(Dataset entries)
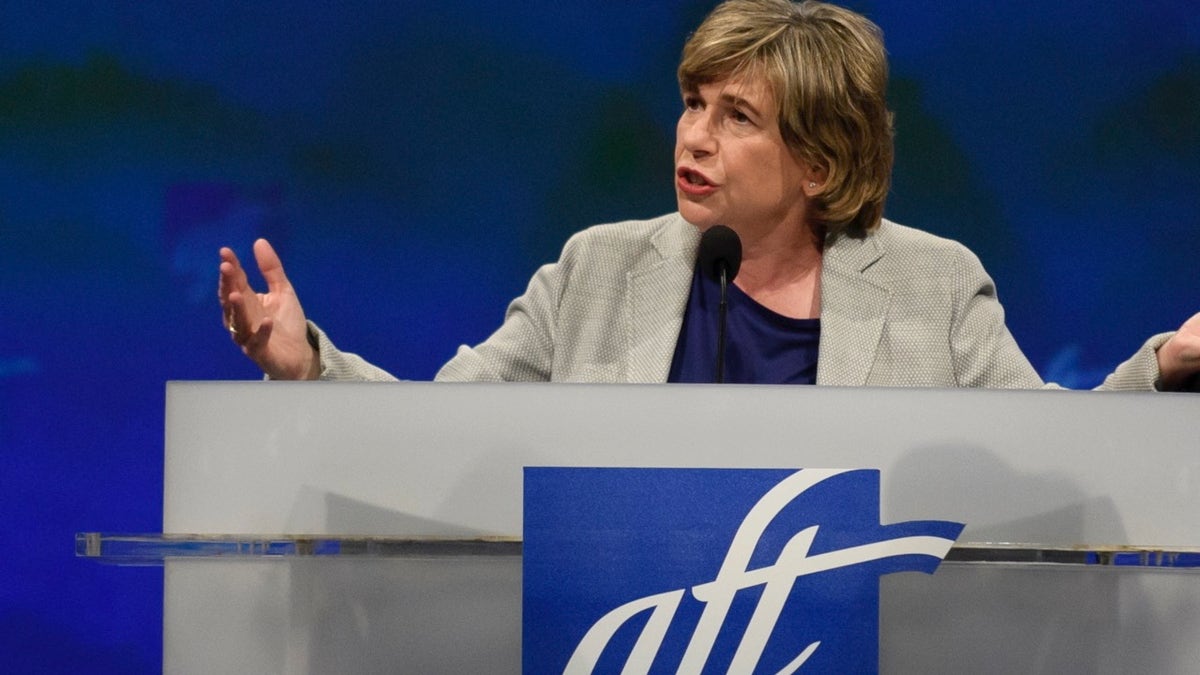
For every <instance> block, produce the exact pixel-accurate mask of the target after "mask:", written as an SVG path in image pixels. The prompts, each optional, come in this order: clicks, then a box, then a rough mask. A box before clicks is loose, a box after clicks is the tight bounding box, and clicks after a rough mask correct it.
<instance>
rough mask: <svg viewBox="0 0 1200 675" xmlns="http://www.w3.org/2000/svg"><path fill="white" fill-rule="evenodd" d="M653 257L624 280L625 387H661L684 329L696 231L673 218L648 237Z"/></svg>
mask: <svg viewBox="0 0 1200 675" xmlns="http://www.w3.org/2000/svg"><path fill="white" fill-rule="evenodd" d="M650 245H652V246H653V249H654V255H652V256H647V258H646V262H643V263H640V264H637V265H635V267H634V268H632V269H631V270H630V271H629V274H628V275H626V279H628V283H626V291H625V311H624V315H625V321H624V327H625V335H626V340H628V347H629V350H628V356H626V360H625V381H626V382H666V381H667V374H668V372H670V370H671V360H672V358H674V348H676V342H678V340H679V329H680V327H682V325H683V312H684V307H686V305H688V293H689V291H690V288H691V276H692V271H694V269H695V264H696V247H697V246H698V245H700V231H698V229H696V227H695V226H692V225H691V223H689V222H688V221H685V220H683V217H682V216H679V215H678V214H672V215H670V216H665V217H664V222H662V225H661V226H660V227H659V228H658V229H656V231H655V232H654V233H653V234H652V235H650Z"/></svg>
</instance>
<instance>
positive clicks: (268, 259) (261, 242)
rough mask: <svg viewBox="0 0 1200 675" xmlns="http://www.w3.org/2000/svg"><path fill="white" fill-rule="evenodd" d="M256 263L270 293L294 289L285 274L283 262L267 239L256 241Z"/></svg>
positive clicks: (254, 257) (263, 239) (254, 245)
mask: <svg viewBox="0 0 1200 675" xmlns="http://www.w3.org/2000/svg"><path fill="white" fill-rule="evenodd" d="M254 261H256V262H258V271H259V273H262V275H263V280H264V281H266V292H268V293H278V292H282V291H287V289H289V288H290V287H292V286H290V283H288V277H287V275H286V274H283V262H282V261H280V256H278V253H276V252H275V247H274V246H271V243H270V241H268V240H266V239H257V240H256V241H254Z"/></svg>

#### Problem requirements:
Reproduce every one of these rows word for word, leaving out the pictures.

#### Solution to the problem:
For every <instance> block, produce the exact pixel-accurate mask of the target after "mask:", written as an SVG path in image pixels. The prompts, each optional, come in this order: clicks, then a box, then a rough mask. A box before clicks is loose, a box after clicks is the tight bounding box, and clicks after a rough mask correct it.
<instance>
rough mask: <svg viewBox="0 0 1200 675" xmlns="http://www.w3.org/2000/svg"><path fill="white" fill-rule="evenodd" d="M653 257L624 280L625 387H661L684 329L696 231L673 218L648 237Z"/></svg>
mask: <svg viewBox="0 0 1200 675" xmlns="http://www.w3.org/2000/svg"><path fill="white" fill-rule="evenodd" d="M650 245H652V246H653V249H654V255H652V256H647V258H646V262H643V263H640V264H637V265H635V267H634V268H632V269H631V270H630V271H629V274H628V275H626V279H628V283H626V291H625V311H624V315H625V321H624V327H625V335H626V340H628V347H629V350H628V356H626V360H625V381H626V382H666V381H667V374H668V372H670V370H671V360H672V358H674V348H676V342H678V340H679V329H680V327H682V325H683V312H684V307H686V305H688V293H689V291H690V288H691V276H692V271H694V269H695V264H696V247H697V246H698V245H700V231H698V229H696V227H695V226H692V225H691V223H689V222H688V221H685V220H683V217H682V216H679V215H678V214H672V215H670V216H665V217H664V222H662V225H661V226H660V227H659V228H658V229H656V231H655V232H654V233H653V234H652V235H650Z"/></svg>
</instance>
<instance>
positive clicks: (268, 259) (261, 242)
rough mask: <svg viewBox="0 0 1200 675" xmlns="http://www.w3.org/2000/svg"><path fill="white" fill-rule="evenodd" d="M256 263L270 293L294 289L285 274L283 262L267 239L256 241Z"/></svg>
positive clicks: (254, 257) (263, 239) (254, 245)
mask: <svg viewBox="0 0 1200 675" xmlns="http://www.w3.org/2000/svg"><path fill="white" fill-rule="evenodd" d="M254 261H256V262H258V271H259V273H262V275H263V280H264V281H266V292H268V293H278V292H282V291H287V289H289V288H290V287H292V286H290V283H288V277H287V275H286V274H283V262H282V261H280V256H278V253H276V252H275V247H274V246H271V243H270V241H268V240H266V239H257V240H256V241H254Z"/></svg>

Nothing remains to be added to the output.